### Exercise details
Copy each of the entries below line for line, with no changes.

### Data supplied
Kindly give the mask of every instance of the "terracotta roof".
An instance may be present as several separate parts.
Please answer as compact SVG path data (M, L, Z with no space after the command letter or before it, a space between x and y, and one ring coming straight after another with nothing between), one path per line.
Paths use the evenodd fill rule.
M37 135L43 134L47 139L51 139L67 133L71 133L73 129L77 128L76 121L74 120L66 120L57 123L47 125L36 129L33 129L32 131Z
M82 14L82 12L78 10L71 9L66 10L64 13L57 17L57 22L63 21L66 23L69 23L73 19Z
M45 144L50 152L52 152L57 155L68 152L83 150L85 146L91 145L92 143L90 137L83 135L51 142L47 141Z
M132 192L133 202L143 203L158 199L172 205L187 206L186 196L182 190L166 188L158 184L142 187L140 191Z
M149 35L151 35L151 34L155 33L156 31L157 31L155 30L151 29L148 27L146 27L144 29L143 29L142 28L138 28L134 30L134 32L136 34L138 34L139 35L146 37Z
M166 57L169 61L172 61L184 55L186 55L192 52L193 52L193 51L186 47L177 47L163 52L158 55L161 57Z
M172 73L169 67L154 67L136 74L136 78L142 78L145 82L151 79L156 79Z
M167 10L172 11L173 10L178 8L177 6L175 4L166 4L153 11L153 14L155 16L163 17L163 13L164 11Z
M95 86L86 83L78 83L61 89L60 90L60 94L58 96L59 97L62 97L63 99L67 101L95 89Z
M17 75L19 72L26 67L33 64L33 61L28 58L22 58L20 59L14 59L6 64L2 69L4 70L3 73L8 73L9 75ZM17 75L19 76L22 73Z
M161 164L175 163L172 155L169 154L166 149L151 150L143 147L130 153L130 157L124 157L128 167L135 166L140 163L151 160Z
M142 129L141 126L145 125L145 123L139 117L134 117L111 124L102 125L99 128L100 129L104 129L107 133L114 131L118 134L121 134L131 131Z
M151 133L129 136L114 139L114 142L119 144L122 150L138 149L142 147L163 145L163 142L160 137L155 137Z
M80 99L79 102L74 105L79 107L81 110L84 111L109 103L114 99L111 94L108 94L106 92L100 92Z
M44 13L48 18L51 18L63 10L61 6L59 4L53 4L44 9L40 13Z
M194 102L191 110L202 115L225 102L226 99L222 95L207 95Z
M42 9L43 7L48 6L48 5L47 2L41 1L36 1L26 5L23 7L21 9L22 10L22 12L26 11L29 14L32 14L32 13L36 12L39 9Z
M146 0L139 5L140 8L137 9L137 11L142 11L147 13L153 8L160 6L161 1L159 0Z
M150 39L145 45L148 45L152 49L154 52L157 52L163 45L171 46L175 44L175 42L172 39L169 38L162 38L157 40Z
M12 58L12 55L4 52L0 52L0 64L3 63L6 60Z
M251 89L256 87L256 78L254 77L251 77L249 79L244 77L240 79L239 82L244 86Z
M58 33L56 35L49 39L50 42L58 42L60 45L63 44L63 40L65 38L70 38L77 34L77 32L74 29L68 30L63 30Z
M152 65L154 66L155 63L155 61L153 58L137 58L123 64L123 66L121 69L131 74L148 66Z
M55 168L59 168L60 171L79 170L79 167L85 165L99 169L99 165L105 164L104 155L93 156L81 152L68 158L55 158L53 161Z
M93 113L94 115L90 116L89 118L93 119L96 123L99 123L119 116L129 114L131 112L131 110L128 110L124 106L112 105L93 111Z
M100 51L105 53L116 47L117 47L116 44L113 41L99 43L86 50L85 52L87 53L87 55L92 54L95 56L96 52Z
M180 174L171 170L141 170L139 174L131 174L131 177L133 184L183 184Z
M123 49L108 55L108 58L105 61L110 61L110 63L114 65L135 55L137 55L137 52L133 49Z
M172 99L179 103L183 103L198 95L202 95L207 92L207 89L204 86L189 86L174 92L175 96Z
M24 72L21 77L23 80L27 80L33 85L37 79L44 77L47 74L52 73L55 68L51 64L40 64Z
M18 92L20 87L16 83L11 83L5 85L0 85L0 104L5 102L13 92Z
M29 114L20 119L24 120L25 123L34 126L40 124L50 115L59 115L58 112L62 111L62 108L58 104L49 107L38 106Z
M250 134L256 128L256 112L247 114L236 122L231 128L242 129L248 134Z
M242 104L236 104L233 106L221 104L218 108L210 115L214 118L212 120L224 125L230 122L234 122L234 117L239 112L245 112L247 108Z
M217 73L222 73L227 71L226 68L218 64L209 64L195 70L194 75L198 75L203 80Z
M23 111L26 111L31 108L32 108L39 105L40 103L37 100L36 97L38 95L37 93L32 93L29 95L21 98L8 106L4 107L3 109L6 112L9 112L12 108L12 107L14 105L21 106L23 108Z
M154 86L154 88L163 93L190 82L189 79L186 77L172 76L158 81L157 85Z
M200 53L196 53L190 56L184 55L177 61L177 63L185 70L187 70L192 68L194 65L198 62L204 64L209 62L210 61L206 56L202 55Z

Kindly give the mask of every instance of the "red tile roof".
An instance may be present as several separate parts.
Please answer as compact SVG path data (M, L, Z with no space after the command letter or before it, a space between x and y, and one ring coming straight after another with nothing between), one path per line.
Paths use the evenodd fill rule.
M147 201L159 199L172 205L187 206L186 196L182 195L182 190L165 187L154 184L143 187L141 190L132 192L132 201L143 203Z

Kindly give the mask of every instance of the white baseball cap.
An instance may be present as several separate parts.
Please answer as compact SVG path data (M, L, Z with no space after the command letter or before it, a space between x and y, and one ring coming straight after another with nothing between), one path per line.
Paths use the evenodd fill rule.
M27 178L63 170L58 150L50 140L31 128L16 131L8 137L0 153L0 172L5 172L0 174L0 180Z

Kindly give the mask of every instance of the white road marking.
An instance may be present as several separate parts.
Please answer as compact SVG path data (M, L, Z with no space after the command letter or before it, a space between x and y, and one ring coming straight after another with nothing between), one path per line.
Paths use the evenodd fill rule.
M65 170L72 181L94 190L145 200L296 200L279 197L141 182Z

### Task output
Kindly give the mask of every instance of the "terracotta roof".
An instance may be present as several separate parts.
Please answer as compact SVG path data (M, L, Z with no space after the command letter or before it, a space between x and y, and one ring coming straight after another with nothing between), one path per line.
Paths use the evenodd fill rule.
M37 135L43 134L47 139L51 139L67 133L71 133L73 129L77 128L76 121L74 120L66 120L57 123L47 125L36 129L33 129L32 131Z
M82 14L82 12L78 10L71 9L66 10L64 13L57 17L57 22L63 21L66 23L69 23L73 19Z
M45 144L50 152L52 152L57 155L68 152L83 150L85 146L91 145L92 143L90 137L83 135L51 142L47 141Z
M132 192L133 202L143 203L158 199L172 205L187 206L186 196L182 190L166 188L158 184L142 187L140 191Z
M149 35L151 35L151 34L155 33L156 31L157 31L155 30L151 29L148 27L146 27L144 29L143 29L142 28L138 28L134 30L134 32L136 34L138 34L139 35L146 37Z
M166 57L169 61L172 61L184 55L186 55L192 52L193 52L193 51L186 47L177 47L163 52L158 55L161 57Z
M172 73L169 67L154 67L136 74L136 78L142 78L145 82L151 79L156 79Z
M167 10L172 11L173 10L178 8L177 6L175 4L166 4L153 11L153 14L155 16L163 17L163 13L164 11Z
M95 86L86 83L78 83L61 89L60 90L60 94L58 96L59 97L62 97L63 99L67 101L95 89Z
M17 75L19 72L26 67L33 64L33 61L28 58L22 58L20 59L14 59L6 64L2 69L4 70L3 73L8 73L9 75ZM17 75L19 76L22 73Z
M161 164L175 163L172 155L169 154L166 149L151 150L143 147L130 153L130 157L124 157L128 167L135 166L140 163L151 160Z
M142 129L141 126L145 125L145 123L139 117L134 117L111 124L102 125L99 128L100 129L104 129L107 133L114 131L118 134L121 134L131 131Z
M151 133L129 136L114 139L114 142L119 144L122 150L138 149L142 147L163 145L163 142L160 137L155 137Z
M80 99L79 102L74 105L79 107L81 110L84 111L109 103L114 99L111 94L108 94L106 92L100 92Z
M44 13L48 18L51 18L63 10L61 6L59 4L53 4L44 9L40 13Z
M194 102L191 110L202 115L225 102L226 99L222 95L207 95Z
M42 9L43 7L48 6L48 5L47 2L41 1L36 1L26 5L23 7L21 9L22 10L22 12L26 11L29 14L32 14L32 13L36 12L39 9Z
M146 0L139 5L140 8L137 9L137 11L142 11L147 13L153 8L160 6L161 1L159 0Z
M150 39L145 45L148 45L152 49L154 52L157 52L163 45L171 46L175 44L175 42L172 39L169 38L162 38L157 40Z
M12 58L12 55L4 52L0 52L0 64L3 63L6 60Z
M251 89L256 87L256 78L254 77L251 77L249 79L244 77L240 79L239 82L244 86Z
M58 33L56 35L49 39L50 42L58 42L60 45L63 44L63 40L65 38L70 38L77 34L77 32L74 29L68 30L63 30Z
M152 65L154 66L155 63L155 61L153 58L137 58L123 64L123 66L121 69L131 74L148 66Z
M55 168L59 168L60 171L79 170L79 167L85 165L99 169L99 165L105 164L104 155L93 156L81 152L68 158L55 158L53 161Z
M93 113L94 115L90 116L89 118L93 119L96 123L99 123L119 116L129 114L131 112L131 110L128 110L124 106L112 105L93 111Z
M100 51L105 53L116 47L117 47L116 44L113 41L99 43L86 50L85 52L87 53L87 55L92 54L95 56L96 52Z
M180 174L171 170L141 170L139 174L131 174L131 177L133 184L183 184Z
M123 49L108 55L108 58L105 61L110 61L110 63L114 65L135 55L137 55L137 52L133 49Z
M172 99L179 103L183 103L198 95L202 95L207 92L207 89L204 86L189 86L174 92L175 96Z
M24 72L21 77L23 80L27 80L33 85L37 79L44 77L47 74L52 73L55 68L51 64L40 64Z
M18 92L20 87L16 83L11 83L5 85L0 85L0 104L5 102L13 92Z
M29 114L20 119L24 120L25 123L34 126L40 124L50 115L59 115L58 112L62 111L62 108L58 104L49 107L38 106Z
M250 134L256 128L256 112L247 114L236 122L231 128L242 129L248 134Z
M242 104L236 104L233 106L221 104L218 108L210 115L214 118L212 120L224 125L230 122L234 122L234 117L239 112L245 112L247 108Z
M217 73L222 73L227 71L226 68L218 64L209 64L195 70L194 75L198 75L203 80Z
M23 111L26 111L31 108L32 108L39 105L40 103L37 100L36 97L38 95L37 93L32 93L29 95L21 98L8 106L4 107L3 109L6 112L9 112L12 108L12 107L14 105L21 106L23 108Z
M154 86L154 88L163 93L190 82L189 79L186 77L172 76L158 81L157 85Z
M200 53L196 53L190 56L184 55L177 61L177 63L185 70L187 70L192 68L194 65L198 62L204 64L209 62L210 61L206 56L202 55Z

Kindly give the mask of every instance of the "red tile roof".
An instance may be present as several separate parts.
Please answer as compact SVG path data (M, L, Z with no space after the command letter or before it, a space between x and y, and one ring coming straight after another with nothing between), one path per line.
Paths use the evenodd fill rule.
M147 201L159 199L172 205L187 206L186 196L182 195L182 190L165 187L154 184L143 187L141 190L132 192L132 201L143 203Z

Kindly give the mask of every instance of the white baseball cap.
An instance may be present as several separate parts.
Please answer as compact SVG path data (M, L, Z with no space after the command letter or before it, a space between x and y, and one ring coming straight after another with nothing between), one path per line.
Paths use the evenodd fill rule.
M27 178L63 170L58 150L50 140L31 128L16 131L8 137L0 153L0 172L5 172L0 174L0 180Z

Kindly give the mask of every instance of the white road marking.
An instance may be present as several separate parts.
Please answer as compact SVG path data (M, L, Z with no space after the command letter or before it, a space between x and y, and one ring coming straight after another with nothing between), one path per line.
Paths use the evenodd fill rule.
M65 170L72 181L94 190L145 200L296 200L279 197L141 182Z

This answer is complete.